● WORK TO DO: Repeat the records below word for word, but start at the line that contains "Objective — one point per instance of the pink", stop after the last line, and include nothing else.
——————————
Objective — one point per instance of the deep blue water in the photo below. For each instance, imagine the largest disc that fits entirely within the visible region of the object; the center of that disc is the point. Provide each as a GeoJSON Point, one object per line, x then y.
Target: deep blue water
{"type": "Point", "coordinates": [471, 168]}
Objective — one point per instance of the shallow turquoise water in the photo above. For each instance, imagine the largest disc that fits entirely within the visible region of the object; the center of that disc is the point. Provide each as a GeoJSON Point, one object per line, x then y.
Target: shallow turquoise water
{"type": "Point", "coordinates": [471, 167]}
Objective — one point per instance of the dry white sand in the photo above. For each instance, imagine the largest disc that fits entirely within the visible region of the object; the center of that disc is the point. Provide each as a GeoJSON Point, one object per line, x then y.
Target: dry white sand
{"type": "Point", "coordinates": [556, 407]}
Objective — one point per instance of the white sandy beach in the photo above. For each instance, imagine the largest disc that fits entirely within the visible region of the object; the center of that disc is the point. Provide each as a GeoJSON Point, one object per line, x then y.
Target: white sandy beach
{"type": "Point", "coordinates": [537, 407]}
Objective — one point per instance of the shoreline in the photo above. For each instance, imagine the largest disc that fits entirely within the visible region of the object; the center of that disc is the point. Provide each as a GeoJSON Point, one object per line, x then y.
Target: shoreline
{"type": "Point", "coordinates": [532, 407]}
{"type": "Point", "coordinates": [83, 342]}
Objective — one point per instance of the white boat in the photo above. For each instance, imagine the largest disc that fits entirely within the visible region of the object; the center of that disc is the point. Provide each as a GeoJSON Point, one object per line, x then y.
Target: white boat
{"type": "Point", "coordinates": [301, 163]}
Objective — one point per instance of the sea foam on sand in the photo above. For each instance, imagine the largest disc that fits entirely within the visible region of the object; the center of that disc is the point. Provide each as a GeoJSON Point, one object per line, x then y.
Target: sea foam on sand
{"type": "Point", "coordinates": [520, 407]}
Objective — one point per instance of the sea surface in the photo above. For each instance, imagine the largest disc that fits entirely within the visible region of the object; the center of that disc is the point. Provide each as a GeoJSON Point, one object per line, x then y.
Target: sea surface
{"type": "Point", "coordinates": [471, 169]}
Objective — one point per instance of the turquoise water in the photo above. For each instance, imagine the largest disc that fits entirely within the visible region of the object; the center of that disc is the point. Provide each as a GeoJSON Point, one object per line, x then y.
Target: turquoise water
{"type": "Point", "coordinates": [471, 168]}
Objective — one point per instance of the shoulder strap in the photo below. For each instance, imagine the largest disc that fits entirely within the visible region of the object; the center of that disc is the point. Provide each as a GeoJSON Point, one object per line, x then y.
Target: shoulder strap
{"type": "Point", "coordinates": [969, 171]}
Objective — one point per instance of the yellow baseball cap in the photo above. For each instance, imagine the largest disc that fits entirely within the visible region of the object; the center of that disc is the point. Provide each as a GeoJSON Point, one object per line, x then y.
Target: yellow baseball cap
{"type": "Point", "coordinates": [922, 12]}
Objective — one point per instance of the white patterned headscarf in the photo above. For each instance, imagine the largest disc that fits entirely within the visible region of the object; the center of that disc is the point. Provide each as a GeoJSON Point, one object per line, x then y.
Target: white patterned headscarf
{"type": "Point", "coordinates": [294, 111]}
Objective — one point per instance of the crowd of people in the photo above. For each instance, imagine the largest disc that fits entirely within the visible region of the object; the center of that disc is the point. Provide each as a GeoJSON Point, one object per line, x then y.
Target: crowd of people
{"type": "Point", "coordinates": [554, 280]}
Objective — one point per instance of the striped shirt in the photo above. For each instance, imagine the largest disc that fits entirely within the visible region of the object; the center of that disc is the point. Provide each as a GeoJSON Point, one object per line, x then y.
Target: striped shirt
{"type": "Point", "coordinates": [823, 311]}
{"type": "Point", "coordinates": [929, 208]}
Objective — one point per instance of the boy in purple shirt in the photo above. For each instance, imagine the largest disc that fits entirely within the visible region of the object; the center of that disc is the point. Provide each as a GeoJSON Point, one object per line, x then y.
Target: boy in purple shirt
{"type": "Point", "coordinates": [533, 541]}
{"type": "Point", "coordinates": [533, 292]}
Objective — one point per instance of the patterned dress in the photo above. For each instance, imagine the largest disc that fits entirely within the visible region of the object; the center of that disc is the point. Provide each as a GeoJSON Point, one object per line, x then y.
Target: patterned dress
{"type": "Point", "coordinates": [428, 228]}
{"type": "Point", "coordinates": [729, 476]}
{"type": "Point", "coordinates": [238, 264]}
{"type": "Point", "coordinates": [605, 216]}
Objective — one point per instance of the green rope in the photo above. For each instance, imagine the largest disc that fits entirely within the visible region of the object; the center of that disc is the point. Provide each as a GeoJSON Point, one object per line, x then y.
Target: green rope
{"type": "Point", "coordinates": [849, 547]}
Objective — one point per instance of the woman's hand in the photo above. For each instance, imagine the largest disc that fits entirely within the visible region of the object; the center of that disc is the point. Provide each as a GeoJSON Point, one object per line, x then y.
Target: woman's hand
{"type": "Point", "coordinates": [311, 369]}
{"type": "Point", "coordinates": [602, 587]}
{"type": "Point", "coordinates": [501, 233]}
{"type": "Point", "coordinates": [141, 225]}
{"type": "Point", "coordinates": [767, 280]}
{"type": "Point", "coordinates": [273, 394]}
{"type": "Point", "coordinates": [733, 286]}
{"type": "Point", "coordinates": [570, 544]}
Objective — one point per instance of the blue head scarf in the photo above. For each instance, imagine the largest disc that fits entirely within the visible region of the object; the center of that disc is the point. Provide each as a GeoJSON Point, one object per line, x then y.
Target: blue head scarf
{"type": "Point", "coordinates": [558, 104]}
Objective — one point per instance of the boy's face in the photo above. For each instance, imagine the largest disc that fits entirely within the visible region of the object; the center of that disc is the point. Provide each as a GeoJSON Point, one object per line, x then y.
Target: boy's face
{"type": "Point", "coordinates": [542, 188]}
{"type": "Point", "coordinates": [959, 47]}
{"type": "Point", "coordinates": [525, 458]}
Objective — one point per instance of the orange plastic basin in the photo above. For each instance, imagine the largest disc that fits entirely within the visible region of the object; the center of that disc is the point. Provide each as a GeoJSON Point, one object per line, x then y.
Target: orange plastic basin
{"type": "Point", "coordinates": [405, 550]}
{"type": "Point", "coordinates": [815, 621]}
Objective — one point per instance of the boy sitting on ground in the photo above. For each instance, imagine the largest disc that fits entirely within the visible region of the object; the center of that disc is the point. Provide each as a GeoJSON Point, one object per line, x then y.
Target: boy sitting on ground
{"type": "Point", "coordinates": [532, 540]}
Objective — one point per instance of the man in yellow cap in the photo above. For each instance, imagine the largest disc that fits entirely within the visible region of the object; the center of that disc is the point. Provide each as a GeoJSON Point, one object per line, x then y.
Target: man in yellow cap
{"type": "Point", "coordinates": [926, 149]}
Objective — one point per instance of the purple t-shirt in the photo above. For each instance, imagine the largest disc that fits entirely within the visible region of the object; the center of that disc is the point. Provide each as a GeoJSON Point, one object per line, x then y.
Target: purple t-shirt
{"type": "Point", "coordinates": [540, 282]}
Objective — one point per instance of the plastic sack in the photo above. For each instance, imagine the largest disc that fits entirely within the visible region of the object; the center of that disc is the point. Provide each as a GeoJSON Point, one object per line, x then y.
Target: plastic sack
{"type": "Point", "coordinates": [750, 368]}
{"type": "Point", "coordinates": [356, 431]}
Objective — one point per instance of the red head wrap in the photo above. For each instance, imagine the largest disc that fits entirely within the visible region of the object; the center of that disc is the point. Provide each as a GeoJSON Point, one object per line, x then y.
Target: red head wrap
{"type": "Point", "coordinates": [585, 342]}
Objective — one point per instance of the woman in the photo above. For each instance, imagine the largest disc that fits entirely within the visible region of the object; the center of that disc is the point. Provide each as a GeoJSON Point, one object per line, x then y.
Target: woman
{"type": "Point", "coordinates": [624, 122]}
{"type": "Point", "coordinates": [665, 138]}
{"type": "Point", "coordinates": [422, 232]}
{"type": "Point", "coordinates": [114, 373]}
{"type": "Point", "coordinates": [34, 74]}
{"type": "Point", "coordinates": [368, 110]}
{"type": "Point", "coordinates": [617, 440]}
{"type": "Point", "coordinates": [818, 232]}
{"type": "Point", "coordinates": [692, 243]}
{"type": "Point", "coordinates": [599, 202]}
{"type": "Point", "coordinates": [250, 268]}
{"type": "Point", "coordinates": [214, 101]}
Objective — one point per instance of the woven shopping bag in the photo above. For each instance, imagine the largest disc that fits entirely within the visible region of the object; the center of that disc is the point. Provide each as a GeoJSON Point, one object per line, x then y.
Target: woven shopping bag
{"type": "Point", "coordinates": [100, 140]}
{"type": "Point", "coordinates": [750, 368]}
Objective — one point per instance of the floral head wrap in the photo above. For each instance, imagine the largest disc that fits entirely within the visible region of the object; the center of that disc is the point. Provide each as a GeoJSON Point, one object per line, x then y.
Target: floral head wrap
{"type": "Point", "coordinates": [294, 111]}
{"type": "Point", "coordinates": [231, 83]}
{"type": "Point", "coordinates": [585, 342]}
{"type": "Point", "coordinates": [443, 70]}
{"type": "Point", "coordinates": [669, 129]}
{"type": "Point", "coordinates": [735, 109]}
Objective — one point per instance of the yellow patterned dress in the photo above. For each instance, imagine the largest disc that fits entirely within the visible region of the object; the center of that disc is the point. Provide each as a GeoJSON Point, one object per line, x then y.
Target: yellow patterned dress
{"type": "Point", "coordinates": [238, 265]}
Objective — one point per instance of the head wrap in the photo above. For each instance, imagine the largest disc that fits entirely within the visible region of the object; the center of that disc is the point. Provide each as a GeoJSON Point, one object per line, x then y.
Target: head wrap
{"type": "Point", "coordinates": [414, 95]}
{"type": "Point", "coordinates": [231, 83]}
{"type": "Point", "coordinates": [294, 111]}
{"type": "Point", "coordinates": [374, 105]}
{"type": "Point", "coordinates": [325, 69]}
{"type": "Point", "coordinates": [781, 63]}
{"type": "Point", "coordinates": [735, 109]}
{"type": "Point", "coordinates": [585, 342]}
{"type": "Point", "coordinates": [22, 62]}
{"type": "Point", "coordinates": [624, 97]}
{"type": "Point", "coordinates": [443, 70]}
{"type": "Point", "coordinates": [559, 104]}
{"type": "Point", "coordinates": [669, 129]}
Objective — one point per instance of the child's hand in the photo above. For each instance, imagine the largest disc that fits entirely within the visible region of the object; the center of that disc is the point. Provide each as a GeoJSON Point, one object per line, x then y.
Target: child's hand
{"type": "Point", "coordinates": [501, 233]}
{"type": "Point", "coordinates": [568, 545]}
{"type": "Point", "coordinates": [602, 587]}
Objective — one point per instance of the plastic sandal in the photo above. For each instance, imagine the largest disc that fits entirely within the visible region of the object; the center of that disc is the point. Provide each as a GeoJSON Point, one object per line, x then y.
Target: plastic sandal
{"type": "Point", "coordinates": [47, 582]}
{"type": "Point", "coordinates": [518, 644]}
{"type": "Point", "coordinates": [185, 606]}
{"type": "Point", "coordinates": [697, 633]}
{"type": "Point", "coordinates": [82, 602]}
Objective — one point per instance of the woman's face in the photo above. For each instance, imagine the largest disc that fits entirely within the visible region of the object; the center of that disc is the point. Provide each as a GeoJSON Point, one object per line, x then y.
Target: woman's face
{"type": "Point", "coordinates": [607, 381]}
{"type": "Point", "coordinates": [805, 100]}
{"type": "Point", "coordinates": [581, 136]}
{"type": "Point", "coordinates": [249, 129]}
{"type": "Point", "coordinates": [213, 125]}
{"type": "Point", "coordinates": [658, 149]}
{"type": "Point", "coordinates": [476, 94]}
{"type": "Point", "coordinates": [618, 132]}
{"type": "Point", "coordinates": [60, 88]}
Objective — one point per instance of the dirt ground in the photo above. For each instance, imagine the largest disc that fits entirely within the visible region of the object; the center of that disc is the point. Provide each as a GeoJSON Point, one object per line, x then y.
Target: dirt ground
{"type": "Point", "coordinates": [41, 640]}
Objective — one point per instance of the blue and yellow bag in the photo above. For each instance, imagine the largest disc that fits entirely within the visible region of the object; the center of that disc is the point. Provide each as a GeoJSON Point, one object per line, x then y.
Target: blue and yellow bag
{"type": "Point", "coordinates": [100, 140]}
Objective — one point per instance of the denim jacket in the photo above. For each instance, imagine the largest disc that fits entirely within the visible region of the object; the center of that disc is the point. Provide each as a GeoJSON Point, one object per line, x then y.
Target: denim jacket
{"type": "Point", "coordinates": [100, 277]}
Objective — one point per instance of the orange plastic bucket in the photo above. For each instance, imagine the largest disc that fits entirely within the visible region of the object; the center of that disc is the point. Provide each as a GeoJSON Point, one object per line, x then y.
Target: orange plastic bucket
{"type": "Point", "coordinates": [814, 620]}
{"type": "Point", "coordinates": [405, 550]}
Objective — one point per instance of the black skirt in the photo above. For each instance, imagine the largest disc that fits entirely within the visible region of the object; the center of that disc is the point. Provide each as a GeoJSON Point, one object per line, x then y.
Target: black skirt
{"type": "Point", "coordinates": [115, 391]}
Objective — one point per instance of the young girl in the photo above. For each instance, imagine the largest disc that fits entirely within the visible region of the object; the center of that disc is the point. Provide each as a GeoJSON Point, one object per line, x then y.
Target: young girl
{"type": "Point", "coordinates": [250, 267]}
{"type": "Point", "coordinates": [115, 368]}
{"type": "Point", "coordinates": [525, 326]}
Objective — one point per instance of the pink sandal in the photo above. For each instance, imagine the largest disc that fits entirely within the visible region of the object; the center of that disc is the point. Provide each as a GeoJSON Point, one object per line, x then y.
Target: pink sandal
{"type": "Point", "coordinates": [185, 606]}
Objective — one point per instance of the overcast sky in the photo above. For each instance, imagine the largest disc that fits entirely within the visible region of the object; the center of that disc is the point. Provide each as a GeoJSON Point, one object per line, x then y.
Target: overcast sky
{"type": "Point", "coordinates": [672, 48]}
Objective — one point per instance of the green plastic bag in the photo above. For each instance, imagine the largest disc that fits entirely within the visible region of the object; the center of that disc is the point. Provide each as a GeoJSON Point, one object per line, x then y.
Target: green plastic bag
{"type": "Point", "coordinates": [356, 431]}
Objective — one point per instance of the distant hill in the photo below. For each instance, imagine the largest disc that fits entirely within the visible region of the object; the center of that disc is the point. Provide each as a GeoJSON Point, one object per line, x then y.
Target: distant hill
——————————
● OUTPUT FOR THIS TASK:
Objective — one point per instance of the pink sandal in the photo above. For each instance, imagine the largest disc that fits entirely within the visible region of the object; the center of that disc is the point. Provide each as a GeoJSON Point, one object per line, x then y.
Target: pink sandal
{"type": "Point", "coordinates": [185, 606]}
Objective — one point per instance of the overcast sky in the photo above. For each instance, imagine the largest disc that fits entirely within the visible region of the object; the center of that disc is the point. Provide each as a GeoJSON Point, one object per line, x then y.
Target: overcast sky
{"type": "Point", "coordinates": [672, 48]}
Objective — one point per instance of the green plastic bag in the photo above. For each instance, imagine the largest disc that fits entirely within the visible region of the object; the center of that disc is the point. Provide each as a GeoJSON Point, one object per line, x then y.
Target: green plastic bag
{"type": "Point", "coordinates": [356, 431]}
Objective — one point per instance of the distant hill in the photo below. For each instance, imagine the largest disc that fits entirely within the visible region of the object; the center of that disc is the point. Provide each as a GeoJSON Point, one object per line, x then y.
Target: distant hill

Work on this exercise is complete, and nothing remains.